## Activity
Your job with the data below is to output exactly the lines from the one holding "[(116, 197)]" down to the one holding "[(548, 97)]", both included, and no others.

## Exercise inputs
- - - - - - -
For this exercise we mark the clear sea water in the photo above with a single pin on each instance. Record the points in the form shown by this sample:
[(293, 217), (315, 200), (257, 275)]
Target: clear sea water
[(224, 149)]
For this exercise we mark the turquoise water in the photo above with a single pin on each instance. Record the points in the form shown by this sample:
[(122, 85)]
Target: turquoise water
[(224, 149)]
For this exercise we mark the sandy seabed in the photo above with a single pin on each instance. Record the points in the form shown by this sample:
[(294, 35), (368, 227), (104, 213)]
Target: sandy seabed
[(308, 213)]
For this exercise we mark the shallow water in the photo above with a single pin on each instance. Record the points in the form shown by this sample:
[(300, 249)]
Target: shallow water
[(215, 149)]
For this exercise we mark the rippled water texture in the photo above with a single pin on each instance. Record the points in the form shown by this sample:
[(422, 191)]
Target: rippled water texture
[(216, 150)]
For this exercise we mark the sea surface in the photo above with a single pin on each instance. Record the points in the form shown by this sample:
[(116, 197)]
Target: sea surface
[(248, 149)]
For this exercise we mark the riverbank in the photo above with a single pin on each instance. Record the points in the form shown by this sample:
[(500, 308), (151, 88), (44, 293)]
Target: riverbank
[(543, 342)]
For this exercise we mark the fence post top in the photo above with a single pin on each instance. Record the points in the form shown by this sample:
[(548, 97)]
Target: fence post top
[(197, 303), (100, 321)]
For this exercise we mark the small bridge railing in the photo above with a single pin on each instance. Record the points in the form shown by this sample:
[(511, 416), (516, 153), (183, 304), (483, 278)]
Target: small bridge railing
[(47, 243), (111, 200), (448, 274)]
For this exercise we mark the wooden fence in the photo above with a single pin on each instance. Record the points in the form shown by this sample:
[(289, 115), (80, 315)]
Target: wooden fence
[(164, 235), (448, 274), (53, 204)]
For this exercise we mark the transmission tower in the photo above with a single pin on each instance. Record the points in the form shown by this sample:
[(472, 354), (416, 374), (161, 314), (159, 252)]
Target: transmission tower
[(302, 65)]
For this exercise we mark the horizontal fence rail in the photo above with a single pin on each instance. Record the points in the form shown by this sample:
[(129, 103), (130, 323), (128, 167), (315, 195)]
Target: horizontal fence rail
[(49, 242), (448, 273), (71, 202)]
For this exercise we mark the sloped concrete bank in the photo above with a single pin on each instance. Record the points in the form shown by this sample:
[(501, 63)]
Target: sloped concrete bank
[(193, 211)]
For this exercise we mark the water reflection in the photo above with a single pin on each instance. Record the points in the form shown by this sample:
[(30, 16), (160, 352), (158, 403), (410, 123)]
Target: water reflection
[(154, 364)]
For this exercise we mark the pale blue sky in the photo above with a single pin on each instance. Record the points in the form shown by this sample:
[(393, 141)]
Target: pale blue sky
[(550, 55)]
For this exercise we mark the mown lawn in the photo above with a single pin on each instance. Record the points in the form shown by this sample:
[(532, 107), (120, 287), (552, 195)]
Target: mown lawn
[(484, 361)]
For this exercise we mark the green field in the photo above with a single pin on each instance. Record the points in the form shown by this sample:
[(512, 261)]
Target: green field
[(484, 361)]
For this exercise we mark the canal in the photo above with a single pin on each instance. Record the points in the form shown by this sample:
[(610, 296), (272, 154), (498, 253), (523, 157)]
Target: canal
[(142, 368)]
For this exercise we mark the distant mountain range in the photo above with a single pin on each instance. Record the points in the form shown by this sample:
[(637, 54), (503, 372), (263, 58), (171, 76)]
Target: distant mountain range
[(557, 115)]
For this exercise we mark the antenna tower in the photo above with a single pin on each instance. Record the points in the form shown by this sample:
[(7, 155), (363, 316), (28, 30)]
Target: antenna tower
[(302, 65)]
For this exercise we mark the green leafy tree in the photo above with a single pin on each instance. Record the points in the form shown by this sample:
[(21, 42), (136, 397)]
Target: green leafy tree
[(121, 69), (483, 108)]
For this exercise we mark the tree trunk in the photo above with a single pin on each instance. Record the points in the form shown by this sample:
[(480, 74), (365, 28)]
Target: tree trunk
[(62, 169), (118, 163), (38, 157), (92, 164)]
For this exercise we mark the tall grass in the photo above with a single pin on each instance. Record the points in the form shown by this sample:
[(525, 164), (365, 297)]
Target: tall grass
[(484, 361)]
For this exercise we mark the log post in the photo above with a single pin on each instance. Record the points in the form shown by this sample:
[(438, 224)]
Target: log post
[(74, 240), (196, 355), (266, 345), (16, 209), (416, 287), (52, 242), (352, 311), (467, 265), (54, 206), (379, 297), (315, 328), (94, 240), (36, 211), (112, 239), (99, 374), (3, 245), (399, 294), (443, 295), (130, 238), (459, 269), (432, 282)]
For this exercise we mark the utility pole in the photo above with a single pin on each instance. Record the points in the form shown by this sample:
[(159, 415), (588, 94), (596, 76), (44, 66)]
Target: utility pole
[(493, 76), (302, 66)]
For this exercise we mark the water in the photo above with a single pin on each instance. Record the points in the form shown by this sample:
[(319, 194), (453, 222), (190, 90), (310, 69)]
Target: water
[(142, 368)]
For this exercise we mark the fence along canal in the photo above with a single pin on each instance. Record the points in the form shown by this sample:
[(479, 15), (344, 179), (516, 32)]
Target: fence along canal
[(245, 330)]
- - - - - - -
## Exercise result
[(116, 197)]
Target: sea surface
[(248, 149)]
For this exercise we mark the riverbank in the photo above with a single pin on each instance. Record the points in the form shown by this sample:
[(500, 308), (151, 88), (44, 293)]
Target: riverbank
[(543, 342)]
For this exercise we mark the fence post top in the photo above with a single pin on each instance. Record the points in the form shown by this sample:
[(548, 97)]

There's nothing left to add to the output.